### Passage provided
On Nov 13, 2007 12:04 PM, David A. Wheeler <[EMAIL PROTECTED]> wrote:
> Sweet-expressions "version 0.1" has been out for a while, so now's a good
> time to take "lessons learned" and see how it can be improved.
>
> Alan Manuel Gloria's comments have made me reconsider the role of (...) in
> "sweet-expressions". Current sweet-expressions use (...) much like other
> non-s-expr languages, but as a result they introduce quiet incompatibilities
> when reading s-expressions (if it looks like infix it's "read wrong").
> Instead, using [] and {} have their advantages.
>
> I've looked around, and noticed that [...] is widely used (Python, Haskell,
> math, etc.) to mean a "raw list". In contrast, {...} is used many languages
> (including C/C++/Java/C#) to mean a "new block", which CAN have infix
> expressions.
>
> New idea: Perhaps unprefixed {...} should disable indenting (but retain infix
> processing), [....] disables infix immediately inside it as well. This means
> that (...) can mean "process everything EXACTLY as an s-expression"...

Collected data
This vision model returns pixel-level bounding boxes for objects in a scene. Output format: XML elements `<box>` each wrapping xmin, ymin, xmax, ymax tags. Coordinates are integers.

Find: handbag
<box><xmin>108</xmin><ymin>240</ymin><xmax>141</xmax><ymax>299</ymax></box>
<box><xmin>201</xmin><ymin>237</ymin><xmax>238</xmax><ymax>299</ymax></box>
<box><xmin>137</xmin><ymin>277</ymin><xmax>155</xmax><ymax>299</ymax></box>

### Tasks to complete
**A)** Rewrite the stretch of the sweet-expressions message from "On Nov 13, 2007" through "have their advantages.", changing "quiet incompatibilities" to "subtle incompatibilities".
**B)** Please continue the sweet-expressions message from the point where it stops.
The listing has no role in this work.

### Responses to the exercise
**A)**
On Nov 13, 2007 12:04 PM, David A. Wheeler <[EMAIL PROTECTED]> wrote:
> Sweet-expressions "version 0.1" has been out for a while, so now's a good
> time to take "lessons learned" and see how it can be improved.
>
> Alan Manuel Gloria's comments have made me reconsider the role of (...) in
> "sweet-expressions". Current sweet-expressions use (...) much like other
> non-s-expr languages, but as a result they introduce subtle incompatibilities
> when reading s-expressions (if it looks like infix it's "read wrong").
> Instead, using [] and {} have their advantages.

**B)**
> meaning that a sweet-expression reader can replace the "traditional" reader,
> and the (...) can "escape" down to the "old" reader. Way better
> compatibility with old readers this way. Prefixed () would continue to mean
> function call, with infix (potentially) inside.
Hmm. Possible confusion between ()-as-s-expr versus
f()-as-swt-expr-function-call IMO.
Hehe, maybe something like:
#|Legacy code from days when we were still using s-expr|#
s-expr(
(foo
(bar foo)
(quux
'quuux)))
Of course it does have the problem when a whole set of s-exprs need to
be embedded into a list structure that is represented mostly in
swt-expr. Hmm.
Dunno why I keep giving solutions which are just "tell the reader
explicitly what type of expr I'm thinking of".
>
> When using it, most of the time you'd use prefixed function(...) to call
> functions, {...} for infix processing, and [...] to give a "straight list"
> when you want to make SURE it's not interpreted as infix. One nifty result:
> When you print out something as an s-expression, it's EASILY distinguished
> from a sweet-expression.
>
> With that in mind, here are some examples:
>
> define factorial(n)
> if {n <= 1}
> 1
> n * factorial(n - 1)
> substring("Hello" {1 + 1} string-length("Hello"))
> define move-n-turn(angle)
> tortoise-move(100)
> tortoise-turn(angle)
> if {0 <= 5 <= 10}
> display("True\n")
> display("Uh oh\n")
> define int-products(x y)
> if {x = y}
> x
> x * int-products({x + 1} y)
> int-products(3 5)
> 3 + 4
> {2 + 3 + {4 * 5} + 7.1}
> *(2 3 4 5)
>
>
> Obviously, there are pros and cons here. Love to hear people's thoughts
> about it.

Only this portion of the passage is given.